Extracted text:
================

Thanks for pointing to that changes!  Unfortunately, sched-deps.c was
more conservative this 15 years...
Let’s try to fix it.

> > > > Maybe it is a good idea somehow re-implement modulo scheduler using only
> > > > one scanner instead of two, but at the moment the best thing to do is to
> > > > detect the situation earlier and skip such loops.
> > >
> > > Or fix the broken code...
> >
> > I’m not sure what you mean here,
>
> I mean have the modulo scheduler implement the correct asm semantics, not
> some more restrictive thing that gets it into conflicts with DF, etc.
>
> I don't think this will turn out to be a problem in any way.  Some invalid
> asm will break, sure.

I have started with applying this without any SMS changes:

diff --git a/gcc/sched-deps.c b/gcc/sched-deps.c
--- a/gcc/sched-deps.c
+++ b/gcc/sched-deps.c
@@ -2753,22 +2753,14 @@ sched_analyze_2 (struct deps_desc *deps, rtx
x, rtx_insn *insn)

     case UNSPEC_VOLATILE:
       flush_pending_lists (deps, insn, true, true);
+
+      if (!DEBUG_INSN_P (insn))
+       reg_pending_barrier = TRUE_BARRIER;
       /* FALLTHRU */

     case ASM_OPERANDS:
     case ASM_INPUT:
       {
-       /* Traditional and volatile asm instructions must be considered to use
-          and clobber all hard registers, all pseudo-registers and all of
-          memory.  So must TRAP_IF and UNSPEC_VOLATILE operations.
-
-          Consider for instance a volatile asm that changes the fpu rounding
-          mode.  An insn should not be moved across this even if it only uses
-          pseudo-regs because it might give an incorrectly rounded result.  */
-       if ((code != ASM_OPERANDS || MEM_VOLATILE_P (x))
-           && !DEBUG_INSN_P (insn))
-         reg_pending_barrier = TRUE_BARRIER;
-
        /* For all ASM_OPERANDS, we must traverse the vector of input operands.
           We cannot just fall through here since then we would be confused
           by the ASM_INPUT rtx inside ASM_OPERANDS, which do not indicate

Regstrapping it on x86-64 shows some failures. First is with ms-sysv
abi test and can be solved like this:

diff --git a/gcc/testsuite/gcc.target/x86_64/abi/ms-sysv/gen.cc
b/gcc/testsuite/gcc.target/x86_64/abi/ms-sysv/gen.cc
--- a/gcc/testsuite/gcc.target/x86_64/abi/ms-sysv/gen.cc
+++ b/gcc/testsuite/gcc.target/x86_64/abi/ms-sysv/gen.cc
@@ -511,7 +511,7 @@ void make_do_test (const vector<class arg> &args,
            /* End if init_test call.  */

            if (f.get_realign () && unaligned == 1)

================

Dataset extract:
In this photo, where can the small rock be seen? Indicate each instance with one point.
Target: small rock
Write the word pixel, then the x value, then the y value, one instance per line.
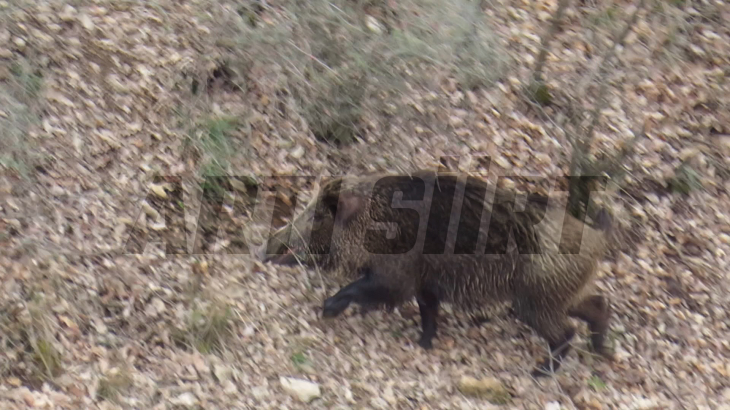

================

Exercise tasks:
1/ In the sched-deps.c discussion, on which architecture was the patch regstrapped?
2/ Shorten the paragraph of the sched-deps.c discussion that begins "I mean have the modulo scheduler" into one brief sentence that keeps its main point.
3/ Continue the sched-deps.c discussion from where it stops.
The lines aren't needed for what comes next.

Written answers:
1/ x86-64.

2/ The modulo scheduler should follow the correct asm semantics rather than a stricter version that causes conflicts with DF.

3/
-             out << "  __asm__ __volatile__ (\"subq $8,%%rsp\":::\"cc\");"
+             out << "  __asm__ __volatile__ (\"subq
$8,%%rsp\":::\"cc\", \"memory\");"
                  << endl;

            out << "  ret = do_test_"
@@ -525,7 +525,7 @@ void make_do_test (const vector<class arg> &args,
            out << ");" << endl;

            if (f.get_realign () && unaligned == 1)
-             out << "  __asm__ __volatile__ (\"addq $8,%%rsp\":::\"cc\");"
+             out << "  __asm__ __volatile__ (\"addq
$8,%%rsp\":::\"cc\", \"memory\");"
                  << endl;

            out << "  check_results (ret);" << endl;

Here we have some asms which control stack pointer (sigh!). It
certainly may be broken at any moment, but right now “memory” clobber
fixes everything for me.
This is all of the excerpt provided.